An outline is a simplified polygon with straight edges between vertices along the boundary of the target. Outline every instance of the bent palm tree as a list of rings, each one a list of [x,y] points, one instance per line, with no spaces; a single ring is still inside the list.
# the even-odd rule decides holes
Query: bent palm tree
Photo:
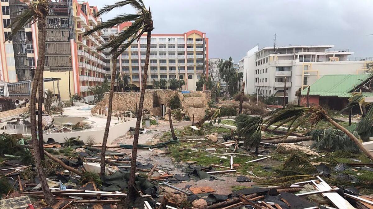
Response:
[[[134,14],[124,14],[117,15],[112,19],[108,20],[97,26],[93,29],[87,31],[85,35],[90,35],[95,31],[103,29],[110,28],[123,22],[128,21],[132,22],[132,25],[122,32],[120,32],[117,36],[108,43],[104,44],[101,48],[101,50],[104,49],[111,48],[110,52],[113,55],[113,60],[115,61],[113,65],[116,64],[116,59],[124,51],[131,45],[135,40],[138,41],[141,35],[145,32],[147,34],[147,49],[145,58],[144,69],[147,69],[149,65],[149,59],[150,53],[150,40],[151,31],[153,28],[153,20],[151,19],[151,13],[149,8],[148,10],[145,7],[145,5],[142,0],[126,0],[121,1],[115,3],[112,5],[106,5],[98,12],[96,16],[98,16],[103,14],[107,13],[113,9],[118,8],[126,5],[132,6],[136,10],[137,13]],[[113,94],[114,83],[112,80],[115,78],[115,68],[113,68],[112,74],[114,76],[112,77],[112,88],[110,89],[109,98],[109,112],[105,128],[105,132],[103,139],[103,145],[101,158],[101,175],[104,174],[105,168],[105,152],[106,144],[109,134],[109,125],[111,118],[112,104],[112,103]],[[125,205],[129,207],[130,203],[133,202],[136,195],[136,189],[135,186],[135,171],[136,169],[136,158],[137,153],[137,144],[138,142],[139,134],[140,133],[140,125],[141,122],[141,115],[142,113],[142,107],[144,104],[144,96],[145,89],[147,86],[147,70],[144,70],[142,78],[142,89],[140,96],[140,101],[139,103],[138,112],[137,114],[137,119],[134,137],[133,148],[132,149],[132,155],[131,159],[131,173],[129,181],[128,182],[128,192],[126,199]]]
[[[266,124],[266,128],[268,128],[275,123],[279,123],[277,126],[278,127],[285,123],[290,122],[289,130],[290,130],[291,128],[294,130],[306,122],[310,122],[312,125],[316,125],[323,119],[345,134],[364,154],[370,160],[373,160],[373,154],[364,147],[360,140],[344,127],[335,121],[321,106],[306,107],[298,105],[289,105],[284,108],[278,109],[271,113],[264,123]],[[296,121],[297,121],[296,123]],[[289,133],[292,132],[292,131],[290,131]]]
[[[12,28],[12,35],[13,36],[17,33],[22,28],[29,24],[33,24],[37,22],[38,29],[38,58],[36,66],[36,70],[35,71],[35,75],[32,81],[32,88],[31,90],[31,95],[30,97],[30,109],[31,114],[30,118],[31,122],[31,134],[32,138],[32,146],[34,151],[33,152],[34,157],[35,159],[35,165],[38,176],[40,180],[41,189],[43,191],[47,203],[49,205],[53,205],[57,202],[56,198],[52,194],[49,189],[45,175],[43,172],[43,167],[41,165],[41,155],[44,157],[43,151],[41,149],[43,148],[43,141],[41,141],[41,148],[39,146],[40,144],[38,141],[37,134],[36,129],[36,91],[38,86],[42,86],[43,84],[40,83],[43,82],[43,73],[44,70],[44,63],[45,59],[45,35],[46,35],[46,20],[47,15],[49,11],[48,2],[48,0],[38,0],[37,1],[28,1],[28,6],[27,8],[21,12],[22,13],[17,17],[12,23],[10,27]],[[40,89],[41,87],[39,87]],[[43,96],[43,89],[41,89],[41,95],[39,91],[39,98]],[[41,97],[41,98],[42,98]],[[41,101],[40,101],[39,103]],[[39,106],[39,115],[41,116],[41,104],[40,104]],[[41,122],[39,117],[39,123]],[[42,130],[39,130],[40,132],[43,131]],[[42,134],[42,133],[41,133]],[[42,139],[41,139],[43,140]],[[41,154],[41,153],[42,153]]]

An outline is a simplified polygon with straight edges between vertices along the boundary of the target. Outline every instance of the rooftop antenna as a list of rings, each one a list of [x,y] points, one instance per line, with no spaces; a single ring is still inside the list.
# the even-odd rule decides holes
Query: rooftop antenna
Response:
[[[273,35],[273,51],[275,51],[275,54],[276,54],[276,34],[275,33]]]

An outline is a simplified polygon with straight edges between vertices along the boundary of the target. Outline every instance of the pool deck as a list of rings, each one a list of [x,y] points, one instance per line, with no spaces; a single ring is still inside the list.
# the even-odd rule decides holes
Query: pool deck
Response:
[[[84,117],[88,118],[86,120],[90,120],[93,123],[90,124],[90,125],[93,126],[93,128],[97,129],[102,129],[105,128],[106,124],[106,119],[104,118],[101,118],[93,115],[91,112],[91,110],[84,110],[79,109],[83,107],[81,106],[72,106],[69,107],[65,107],[63,108],[63,112],[62,113],[62,115],[65,116],[69,116],[70,117]],[[59,115],[53,115],[52,116],[56,117],[60,116]],[[116,118],[112,117],[110,123],[110,127],[112,127],[116,123],[118,122],[118,120]],[[88,130],[88,129],[87,129]]]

* Task goal: Count the lines in the records above that contain the string "pool", and reply with that number alone.

* Exercise solution: 2